Cairn Energy (CNE) operates in the lucrative and volatile energy sector, which makes it a prime candidate for spread betting. It is one of Europe’s largest independent companies focusing on oil and gas exploration and subsequent production. It was established in 1981, and was founded by Sir William Gammell who was a Scottish rugby player in the 1970s before an injury put paid to his career. The company is based in Edinburgh and initially operated in the US markets, where it was only moderately successful.
This daily price chart shows the sort of volatility which you can expect from an energy stock, and this makes it suitable for the active trader.
The oil and gas company was founded in 1981 and floated on the London Stock Exchange in 1988. In the 1990s Gammell refocused the company on the North Sea and internationally, and it now has operational offices in Greenland, Norway, Spain, and Nepal. It is very active in India, where it has a 10% stake in a spinoff company called Cairn India Limited. Cairn Energy has a secondary listing on the Bombay Stock Exchange.
■ ■ ■ ■ ■
### Exercise
According to the Cairn Energy text, in what year was the company floated on the London Stock Exchange? The rows after this point are separate material, unconnected to the Cairn Energy text.
■ ■ ■ ■ ■
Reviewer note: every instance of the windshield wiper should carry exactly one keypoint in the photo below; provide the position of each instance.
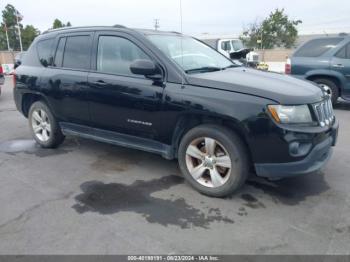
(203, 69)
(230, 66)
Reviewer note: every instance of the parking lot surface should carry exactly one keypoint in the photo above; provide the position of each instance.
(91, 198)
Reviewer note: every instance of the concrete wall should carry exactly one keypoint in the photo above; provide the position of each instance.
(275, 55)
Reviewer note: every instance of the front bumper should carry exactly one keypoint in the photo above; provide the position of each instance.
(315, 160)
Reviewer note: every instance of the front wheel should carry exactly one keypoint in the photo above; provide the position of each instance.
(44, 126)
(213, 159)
■ ■ ■ ■ ■
### Correct result
1988